(EXERCISE PROMPT):
Answer these questions about the patch below:
(a) What new name does the patch give the sample?
(b) Which file does the patch change?
(c) What name does the `add_executable` line in the `else()` branch use?

From fc450d9a612feb91817b8b999c03fa1044695aa7 Mon Sep 17 00:00:00 2001
From: Cong Ma <congma13@amd.com>
Date: Thu, 30 Nov 2023 23:05:50 +0000
Subject: [PATCH 1/2] Rename sample of permutation

Rename `permutation` to `simple_permutation` to comply with naming
conventions.
---
 samples/02_permutation/CMakeLists.txt | 2 +-
 1 file changed, 1 insertion(+), 1 deletion(-)

diff --git a/samples/02_permutation/CMakeLists.txt b/samples/02_permutation/CMakeLists.txt
index 68857b54..ab66798c 100644
--- a/samples/02_permutation/CMakeLists.txt
+++ b/samples/02_permutation/CMakeLists.txt
@@ -26,7 +26,7 @@
 
 # Check whether building within hiptensor context
 if( CMAKE_PROJECT_NAME STREQUAL "hiptensor" )
-    add_hiptensor_sample(permutation permutation.cpp)
+    add_hiptensor_sample(simple_permutation permutation.cpp)
 # If building hipTensor samples as a standalone Cmake project
 else()
     add_executable(permutation permutation.cpp)

(Collection entries):
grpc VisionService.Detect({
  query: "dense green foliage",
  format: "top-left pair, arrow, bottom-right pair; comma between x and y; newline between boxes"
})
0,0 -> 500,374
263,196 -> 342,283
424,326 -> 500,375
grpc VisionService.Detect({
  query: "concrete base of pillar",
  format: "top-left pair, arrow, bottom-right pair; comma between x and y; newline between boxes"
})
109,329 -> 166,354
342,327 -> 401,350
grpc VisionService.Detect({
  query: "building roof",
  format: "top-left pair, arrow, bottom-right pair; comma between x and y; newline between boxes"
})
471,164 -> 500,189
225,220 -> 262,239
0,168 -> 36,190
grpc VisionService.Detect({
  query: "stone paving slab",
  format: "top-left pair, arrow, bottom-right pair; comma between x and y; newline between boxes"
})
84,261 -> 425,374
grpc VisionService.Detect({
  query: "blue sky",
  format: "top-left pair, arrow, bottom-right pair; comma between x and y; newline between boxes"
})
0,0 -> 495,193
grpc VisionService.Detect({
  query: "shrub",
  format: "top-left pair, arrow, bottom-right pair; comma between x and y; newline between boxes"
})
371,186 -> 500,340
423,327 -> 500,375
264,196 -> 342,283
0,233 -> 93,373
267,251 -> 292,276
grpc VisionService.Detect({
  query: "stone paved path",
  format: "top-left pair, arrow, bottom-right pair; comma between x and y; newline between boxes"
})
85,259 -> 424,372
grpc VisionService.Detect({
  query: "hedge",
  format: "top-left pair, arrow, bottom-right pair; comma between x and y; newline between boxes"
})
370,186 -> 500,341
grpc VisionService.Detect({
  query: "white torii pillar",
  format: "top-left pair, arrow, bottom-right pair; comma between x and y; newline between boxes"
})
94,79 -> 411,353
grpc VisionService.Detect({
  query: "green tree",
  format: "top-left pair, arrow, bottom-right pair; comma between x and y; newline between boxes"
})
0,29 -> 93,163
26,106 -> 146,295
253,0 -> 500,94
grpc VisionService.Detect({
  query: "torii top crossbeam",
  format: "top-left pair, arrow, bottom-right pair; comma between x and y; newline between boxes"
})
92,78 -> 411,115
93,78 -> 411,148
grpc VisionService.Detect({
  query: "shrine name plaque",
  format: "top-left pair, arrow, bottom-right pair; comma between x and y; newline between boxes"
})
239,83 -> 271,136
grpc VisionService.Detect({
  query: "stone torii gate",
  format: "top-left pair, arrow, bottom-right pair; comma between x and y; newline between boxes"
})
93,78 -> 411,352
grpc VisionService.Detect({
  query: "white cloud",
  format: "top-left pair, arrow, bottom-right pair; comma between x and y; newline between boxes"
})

(WORKED SOLUTION):
(a) `simple_permutation`
(b) `samples/02_permutation/CMakeLists.txt`
(c) `permutation`